- _Work order_:
Print the data that follows again, keeping every line exact.

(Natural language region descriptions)
[Start of section]
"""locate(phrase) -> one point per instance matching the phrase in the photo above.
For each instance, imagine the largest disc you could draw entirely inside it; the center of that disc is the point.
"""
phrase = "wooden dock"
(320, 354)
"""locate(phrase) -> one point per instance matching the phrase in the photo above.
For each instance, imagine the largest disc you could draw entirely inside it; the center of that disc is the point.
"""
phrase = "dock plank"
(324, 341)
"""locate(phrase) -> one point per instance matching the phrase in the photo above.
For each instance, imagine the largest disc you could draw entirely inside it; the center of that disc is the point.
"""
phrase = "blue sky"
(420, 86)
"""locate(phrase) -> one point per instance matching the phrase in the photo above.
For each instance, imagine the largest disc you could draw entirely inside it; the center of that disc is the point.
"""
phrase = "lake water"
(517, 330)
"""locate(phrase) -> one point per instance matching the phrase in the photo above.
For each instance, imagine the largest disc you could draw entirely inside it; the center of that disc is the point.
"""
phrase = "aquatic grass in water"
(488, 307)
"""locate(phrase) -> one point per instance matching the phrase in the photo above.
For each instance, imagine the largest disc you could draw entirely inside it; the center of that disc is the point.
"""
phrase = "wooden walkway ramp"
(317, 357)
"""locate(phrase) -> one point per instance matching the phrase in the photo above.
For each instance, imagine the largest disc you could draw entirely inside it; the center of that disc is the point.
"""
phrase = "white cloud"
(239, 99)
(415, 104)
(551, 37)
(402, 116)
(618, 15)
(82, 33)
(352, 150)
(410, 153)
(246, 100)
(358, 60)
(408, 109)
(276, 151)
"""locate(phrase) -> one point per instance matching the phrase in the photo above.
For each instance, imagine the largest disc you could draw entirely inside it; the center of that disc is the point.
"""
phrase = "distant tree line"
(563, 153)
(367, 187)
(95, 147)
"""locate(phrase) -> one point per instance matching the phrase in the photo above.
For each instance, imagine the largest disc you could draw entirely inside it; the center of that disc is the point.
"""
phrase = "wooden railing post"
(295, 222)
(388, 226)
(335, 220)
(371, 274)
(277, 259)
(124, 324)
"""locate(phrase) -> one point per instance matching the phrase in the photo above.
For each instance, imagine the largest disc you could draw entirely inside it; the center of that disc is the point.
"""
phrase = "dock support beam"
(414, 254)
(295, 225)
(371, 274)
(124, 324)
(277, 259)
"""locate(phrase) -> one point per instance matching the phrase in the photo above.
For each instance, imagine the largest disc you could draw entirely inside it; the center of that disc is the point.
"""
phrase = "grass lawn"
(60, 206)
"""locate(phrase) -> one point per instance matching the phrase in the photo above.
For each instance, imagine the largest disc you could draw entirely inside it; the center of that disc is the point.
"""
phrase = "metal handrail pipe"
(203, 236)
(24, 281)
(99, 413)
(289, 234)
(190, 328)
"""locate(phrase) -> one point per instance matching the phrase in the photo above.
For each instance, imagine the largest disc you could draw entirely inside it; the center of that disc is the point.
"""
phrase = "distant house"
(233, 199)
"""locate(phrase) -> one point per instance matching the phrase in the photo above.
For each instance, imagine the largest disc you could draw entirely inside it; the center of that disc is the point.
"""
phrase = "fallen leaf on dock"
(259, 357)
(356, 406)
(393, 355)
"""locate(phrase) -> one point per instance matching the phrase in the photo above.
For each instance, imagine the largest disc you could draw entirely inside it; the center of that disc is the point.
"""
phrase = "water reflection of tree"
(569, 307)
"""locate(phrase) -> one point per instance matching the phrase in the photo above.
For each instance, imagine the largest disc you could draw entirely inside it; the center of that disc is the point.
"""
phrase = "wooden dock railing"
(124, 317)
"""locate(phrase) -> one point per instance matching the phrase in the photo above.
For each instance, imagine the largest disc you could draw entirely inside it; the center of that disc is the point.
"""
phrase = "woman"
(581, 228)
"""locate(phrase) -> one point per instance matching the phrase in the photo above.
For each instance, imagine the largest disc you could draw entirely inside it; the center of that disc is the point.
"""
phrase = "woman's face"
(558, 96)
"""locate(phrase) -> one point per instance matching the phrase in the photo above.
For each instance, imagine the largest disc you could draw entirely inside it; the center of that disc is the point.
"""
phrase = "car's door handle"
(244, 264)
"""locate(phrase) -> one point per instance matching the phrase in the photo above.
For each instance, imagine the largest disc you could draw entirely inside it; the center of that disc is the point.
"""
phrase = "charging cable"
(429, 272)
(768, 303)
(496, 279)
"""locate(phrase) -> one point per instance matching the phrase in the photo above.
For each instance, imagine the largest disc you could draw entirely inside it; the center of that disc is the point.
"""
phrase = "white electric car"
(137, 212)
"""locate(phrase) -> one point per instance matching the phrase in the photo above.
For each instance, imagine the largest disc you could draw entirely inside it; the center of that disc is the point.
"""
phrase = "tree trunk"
[End of section]
- _Your solution_:
"""locate(phrase) -> one point per instance matching the phrase in the photo above.
For each instance, imagine the largest disc you could draw entirely inside it; the center of that disc is the point.
"""
phrase = "wooden dock"
(320, 354)
"""locate(phrase) -> one point per instance matching the phrase in the photo above.
For each instance, imagine the largest disc you could draw entirely inside it; the center of that disc is the point.
"""
phrase = "dock plank"
(324, 341)
"""locate(phrase) -> one point per instance matching the phrase in the photo above.
For each instance, imagine the largest disc you could draw entirely inside it; the center of that disc is the point.
"""
phrase = "blue sky"
(420, 86)
"""locate(phrase) -> one point per instance matching the phrase in the photo above.
For each instance, imagine the largest disc you could draw entirely inside it; the center of that disc is the point.
"""
phrase = "lake water"
(517, 330)
"""locate(phrase) -> one point per instance matching the phrase in the photo above.
For each instance, imagine the largest disc you could draw entirely inside it; the center of that disc is the point.
"""
phrase = "aquatic grass in water"
(488, 307)
"""locate(phrase) -> one point per instance matching the phrase in the photo above.
For each instance, imagine the largest disc you could draw entirely inside it; the center of that disc is the point.
"""
phrase = "wooden walkway ramp"
(317, 357)
"""locate(phrase) -> one point per instance matching the phrase in the photo above.
For each instance, imagine the largest disc you could draw entirely inside it; the center of that disc is the point.
"""
phrase = "white cloud"
(239, 99)
(415, 104)
(551, 37)
(402, 116)
(618, 15)
(82, 33)
(352, 150)
(410, 153)
(246, 100)
(358, 60)
(408, 109)
(276, 151)
"""locate(phrase) -> one point per instance matching the phrase in the photo above.
For each instance, imagine the largest disc you could draw entirely inside it; the center of that disc is the point.
"""
phrase = "distant tree line"
(563, 153)
(367, 187)
(95, 147)
"""locate(phrase) -> one point per instance matching the phrase in the photo above.
For each instance, imagine the largest disc you could draw entirely inside it; the center of that disc is the point.
"""
phrase = "wooden railing post"
(295, 222)
(388, 226)
(335, 220)
(371, 274)
(277, 259)
(124, 324)
"""locate(phrase) -> one point per instance matching the phrase in the photo above.
For each instance, imagine the largest disc you could draw entirely inside it; the center of that disc is the point.
"""
phrase = "dock support beam"
(414, 254)
(295, 225)
(371, 274)
(124, 324)
(277, 259)
"""locate(phrase) -> one point per instance matching the phrase in the photo above.
For each instance, imagine the largest disc you could draw entirely inside it; the center of that disc is the point.
"""
phrase = "grass lawn"
(60, 206)
"""locate(phrase) -> one point per instance matching the phrase in the photo above.
For each instance, imagine the largest disc you could draw entirely inside it; the center of that disc is the point.
"""
phrase = "metal handrail pipe"
(203, 236)
(24, 281)
(99, 413)
(289, 234)
(190, 328)
"""locate(phrase) -> one point per instance matching the phrase in the photo above.
For each instance, imagine the largest disc you could draw entirely inside it; the center of that disc is the point.
"""
phrase = "distant house"
(233, 199)
"""locate(phrase) -> one point per instance matching the phrase in the photo above.
For each instance, imagine the largest disc you could draw entirely inside it; the center of that disc is the point.
"""
phrase = "fallen leaf on dock"
(259, 357)
(356, 406)
(393, 355)
"""locate(phrase) -> one point per instance matching the phrase in the photo above.
For each instance, imagine the largest disc you could draw entirely inside it; the center of that disc is the point.
"""
phrase = "water reflection of tree"
(569, 307)
"""locate(phrase) -> one point per instance matching the phrase in the photo above.
For each instance, imagine the largest disc you could draw entirely inside it; the center of that disc is the point.
"""
phrase = "wooden dock railing"
(124, 317)
"""locate(phrase) -> one point per instance matching the phrase in the photo above.
For each instance, imagine the largest disc you could draw entirely inside it; the center of that disc is the point.
"""
phrase = "woman"
(581, 228)
"""locate(phrase) -> one point per instance matching the phrase in the photo above.
For each instance, imagine the largest disc you could draw entirely inside it; the center of that disc is the point.
"""
phrase = "woman's face"
(558, 96)
"""locate(phrase) -> one point per instance matching the phrase in the photo above.
For each instance, imagine the largest disc you could draw entirely inside it; the center of that disc is the point.
"""
phrase = "car's door handle"
(244, 264)
"""locate(phrase) -> one point per instance matching the phrase in the photo above.
For each instance, imagine the largest disc you could draw entirely inside it; the center of that disc is the point.
"""
phrase = "charging cable"
(429, 272)
(768, 303)
(496, 279)
"""locate(phrase) -> one point per instance matching the phrase in the photo above.
For each instance, imagine the largest disc you could draw entirely inside it; the center of that disc is the point.
"""
phrase = "white electric car"
(137, 212)
"""locate(phrase) -> one point per instance matching the phrase in the photo above.
For each instance, imagine the largest disc you could draw entirely inside it; the center of that disc is the point.
"""
phrase = "tree trunk"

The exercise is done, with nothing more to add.